| ASSIGNMENT |
Every record below should be repeated exactly. Omit the pictures.

Stored dataset items:
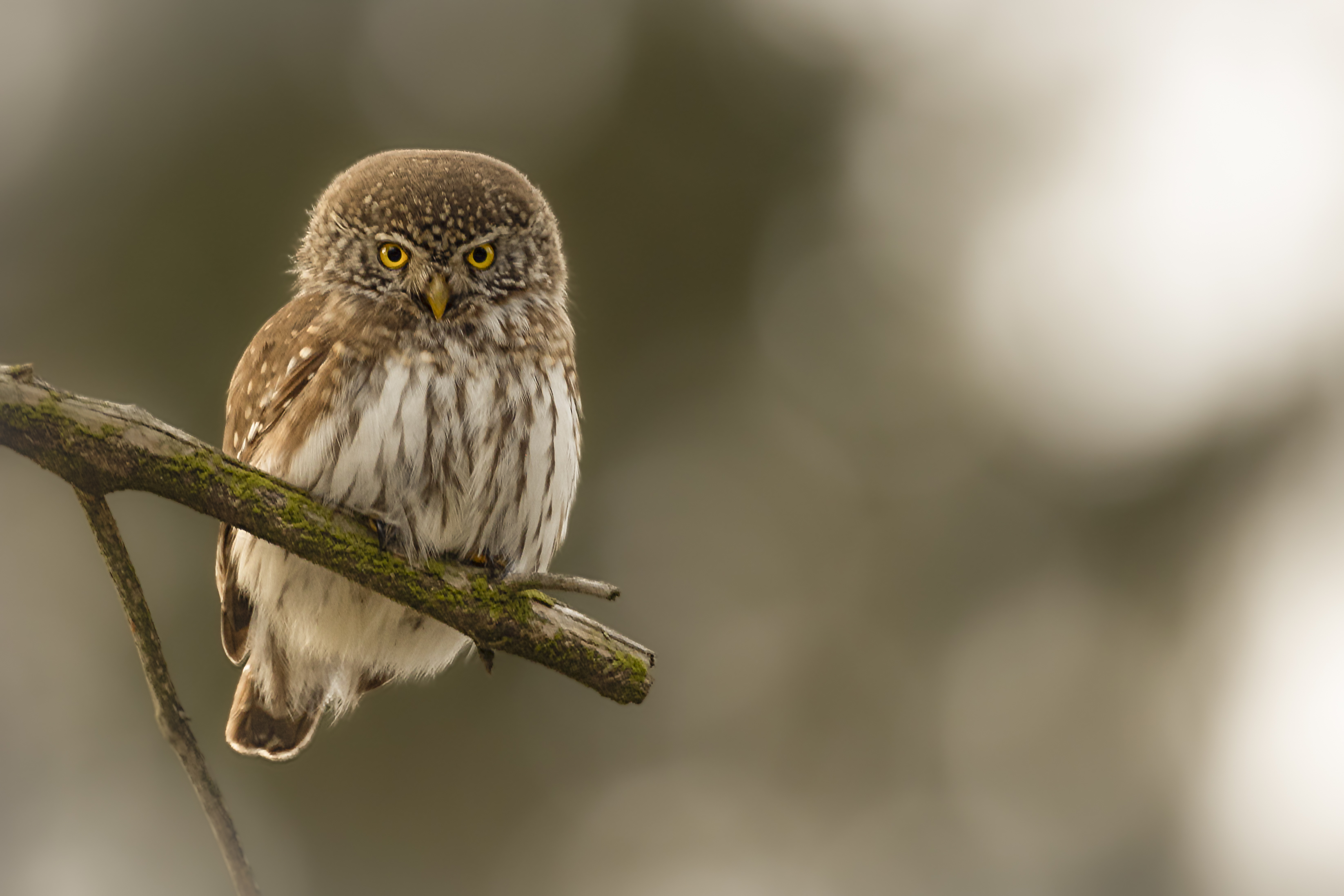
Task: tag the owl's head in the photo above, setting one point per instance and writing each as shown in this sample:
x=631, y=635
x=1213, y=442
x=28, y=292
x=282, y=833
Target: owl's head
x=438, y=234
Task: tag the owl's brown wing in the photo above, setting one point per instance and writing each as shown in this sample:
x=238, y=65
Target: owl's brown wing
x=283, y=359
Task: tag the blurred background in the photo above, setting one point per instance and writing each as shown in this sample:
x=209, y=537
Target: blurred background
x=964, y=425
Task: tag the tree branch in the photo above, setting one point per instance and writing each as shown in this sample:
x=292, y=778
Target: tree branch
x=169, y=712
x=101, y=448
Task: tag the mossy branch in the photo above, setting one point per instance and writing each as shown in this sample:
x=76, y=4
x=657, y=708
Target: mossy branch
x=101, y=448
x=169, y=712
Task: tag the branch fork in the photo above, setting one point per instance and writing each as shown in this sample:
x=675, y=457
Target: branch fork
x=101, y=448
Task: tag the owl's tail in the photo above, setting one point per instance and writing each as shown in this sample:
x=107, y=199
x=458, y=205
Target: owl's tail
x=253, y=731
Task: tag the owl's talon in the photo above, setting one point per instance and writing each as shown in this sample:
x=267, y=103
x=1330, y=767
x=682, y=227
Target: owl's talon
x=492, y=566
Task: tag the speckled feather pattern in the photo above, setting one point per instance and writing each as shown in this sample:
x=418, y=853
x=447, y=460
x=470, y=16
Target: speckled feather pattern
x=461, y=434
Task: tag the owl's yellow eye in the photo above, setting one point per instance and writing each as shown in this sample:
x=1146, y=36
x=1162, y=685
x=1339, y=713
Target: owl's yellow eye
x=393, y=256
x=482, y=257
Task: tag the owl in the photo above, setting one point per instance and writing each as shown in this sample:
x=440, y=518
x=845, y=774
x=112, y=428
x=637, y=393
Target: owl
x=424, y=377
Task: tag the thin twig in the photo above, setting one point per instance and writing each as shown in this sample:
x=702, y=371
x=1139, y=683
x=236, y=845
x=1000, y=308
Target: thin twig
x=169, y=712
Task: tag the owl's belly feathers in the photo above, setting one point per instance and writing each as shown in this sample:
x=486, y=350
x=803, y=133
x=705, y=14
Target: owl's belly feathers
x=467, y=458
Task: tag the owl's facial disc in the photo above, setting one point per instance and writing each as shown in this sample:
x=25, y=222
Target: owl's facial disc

| WRITTEN RESPONSE |
Task: tag the owl's head in the photo above, setting one point per instance and writing each as shown in this sample:
x=631, y=635
x=1213, y=442
x=28, y=292
x=282, y=833
Target: owl's head
x=438, y=234
Task: tag the owl's brown wing in the photo above, setting one point per instance and writing each as shown in this sample:
x=238, y=65
Target: owl's brown wing
x=283, y=359
Task: tag the blurred background in the photo above, setting one point per instance and writing each as shown in this sample:
x=209, y=537
Target: blurred background
x=964, y=425
Task: tag the tree branch in the photo above, setting one point per instance and writing each as shown in this sample:
x=292, y=778
Target: tree branch
x=169, y=712
x=101, y=448
Task: tag the mossy branch in the photo above, setting one point per instance and writing each as shown in this sample:
x=76, y=4
x=657, y=708
Target: mossy branch
x=101, y=448
x=169, y=712
Task: tag the branch fork in the photo above, setting one point per instance and writing each as shown in this sample:
x=675, y=457
Target: branch fork
x=101, y=448
Task: tag the owl's tail in the photo above, setting one point per instance and writing each as shown in this sample:
x=107, y=199
x=458, y=205
Target: owl's tail
x=253, y=731
Task: tag the owl's talon in the photo above, setting one point per instance and writing each as shown in this sample:
x=267, y=103
x=1330, y=767
x=682, y=227
Target: owl's talon
x=492, y=566
Task: tag the speckled feather pattern in the photo above, setting one point per instance and writing each as shown in this sample:
x=418, y=853
x=447, y=460
x=470, y=16
Target: speckled feather pattern
x=461, y=434
Task: tag the owl's yellow eye in the photo above, setting one point per instance and writing each as shown in this sample:
x=1146, y=36
x=1162, y=685
x=1339, y=713
Target: owl's yellow eye
x=393, y=256
x=482, y=257
Task: tag the owl in the photo above, setting one point per instance and writing each as shown in this sample:
x=440, y=518
x=845, y=774
x=112, y=428
x=637, y=393
Target: owl
x=424, y=377
Task: tag the thin twig in the photo above, setting one point per instance and writing each as shown in this sample:
x=702, y=371
x=1139, y=683
x=236, y=845
x=1000, y=308
Target: thin twig
x=169, y=712
Task: tag the owl's belly feathers in the photo above, setting one point per instance and writing each as shown in this sample:
x=486, y=350
x=803, y=133
x=705, y=14
Target: owl's belly feathers
x=467, y=458
Task: tag the owl's facial disc in the photo above, setting one point per instance and writing each as shown in this sample:
x=25, y=222
Target: owl's facial disc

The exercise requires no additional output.